## REQUIRED WORK
Copy out each line of the material below character for character, but leave out the pictures.

## MATERIAL PROVIDED
┌──

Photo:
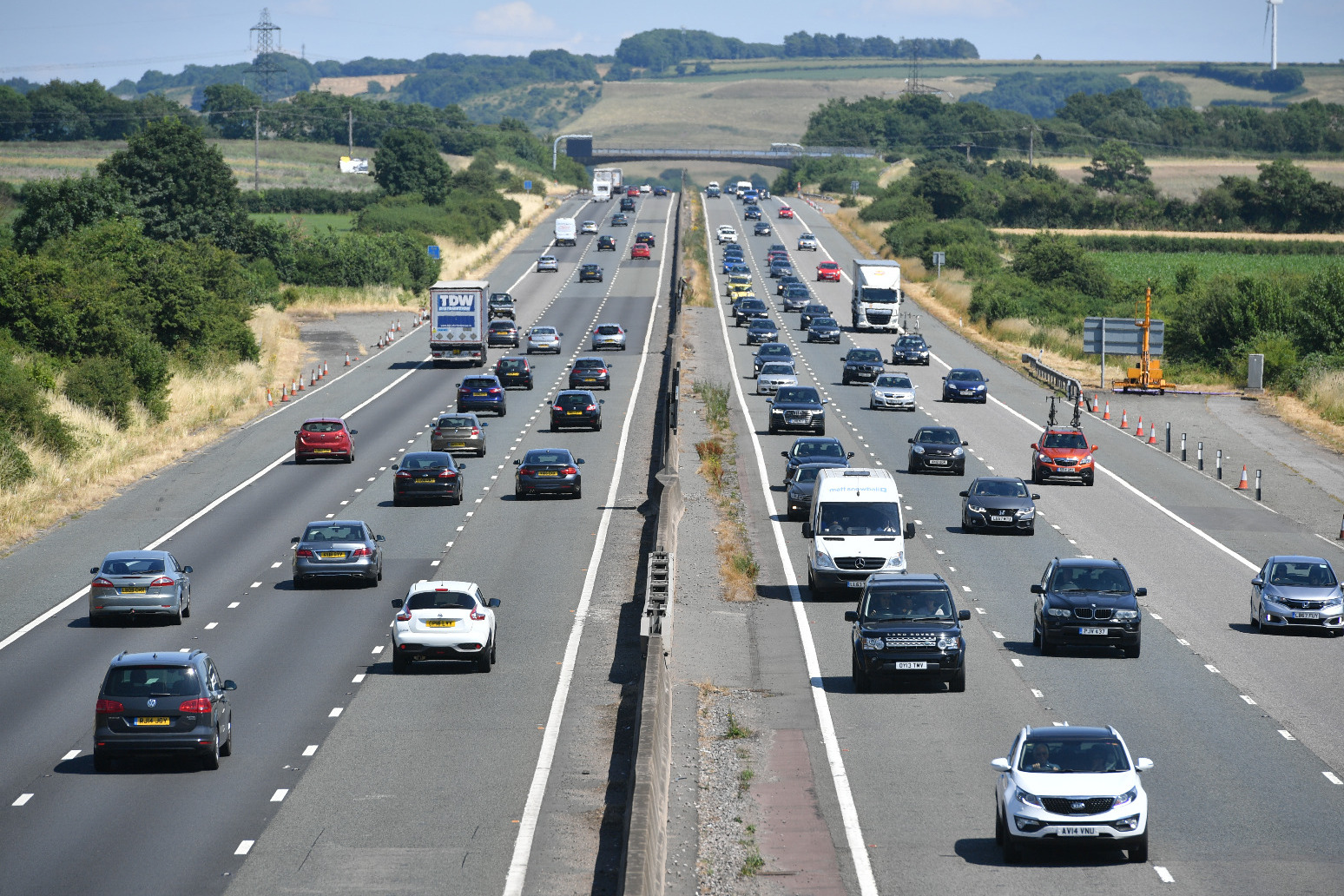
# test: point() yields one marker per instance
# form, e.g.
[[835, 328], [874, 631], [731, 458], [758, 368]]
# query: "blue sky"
[[81, 39]]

└──

## ANSWER TO THIS PROBLEM
Photo:
# test: point() yields one marker per instance
# form, e.g.
[[835, 328], [874, 631], [731, 458], [758, 368]]
# query: "blue sky"
[[81, 39]]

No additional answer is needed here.